:: PASSAGE PROVIDED ::
Yargo is what is called in the industry a trunk novel, authorial juvenilia deemed unpublishable at the time. However, become famous enough and even the most amateurish early works may become potentially commercial. I would provide recent examples but I don’t need more hate mail from Heinlein fans.

Generally speaking, SF is often not particularly welcoming when outsiders deign to dabble in the genre, inasmuch as the result may be less bold innovation and more a reinvention of the wheel2. In this specific case, it would not be surprising to learn that Susann had read science fiction… at least the pulp variety of the sort popular in the 1930s. This is a stupendously awful book but it would not have been out of place on the pages of a Depression-era SF magazine3.

Susann may also have read various utopian books. The novel does follow certain utopian conventions, most particularly the need for superior cultures to endlessly claim that they are much better than the hapless outsider visiting them. The aliens are also prone to deliver long monologues about daily life on Yargo, which they do in circumstances where one would expect other matters (like having been kidnapped by Venusian bee-people) to distract. 

It’s just too bad that everything we see of Yargo folks’ actions seriously undermines their claims of superiority. True superhumans probably would have given their space pilots a picture of the man they wanted to kidnap and they wouldn’t have ignored the existence of Extra-Yargo-Flying-Objects until it was too late. 

Framing the novel as a comedy might have salvaged it, but the novel is dreadfully earnest.

Still, there are one or two bright notes. Perhaps the most striking is the manner in which the author conveys the conflict between what Janet wants in a husband and what Janet will actually get if she marries David. David can provide, he’s not a bee-man, and he does seem to love Janet as much as he might his favourite golf club or a faithful dog. He’s also patronizing, painfully conventional, rather timid, and exquisitely boring. Thus, it’s not surprising that the novel raises the possibility that rather than having been kidnapped by aliens, Janet simply suffered a psychotic break due to the prospect of settling for David. Which, if that was what happened, makes a lot of sense.
:::
:: INFORMATION SHOWN ::
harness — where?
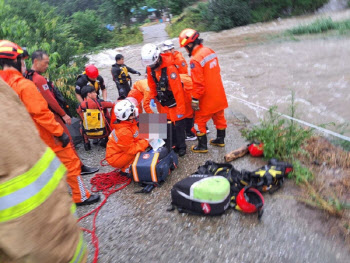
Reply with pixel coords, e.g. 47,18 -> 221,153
151,67 -> 176,108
:::
TASK TO CARRY OUT –
Which unflattering traits does the review list for David in the sentence that begins "He's also"? The data is separate from the review and unrelated to it.

ANSWER FOR THIS EXERCISE –
- patronizing
- painfully conventional
- rather timid
- exquisitely boring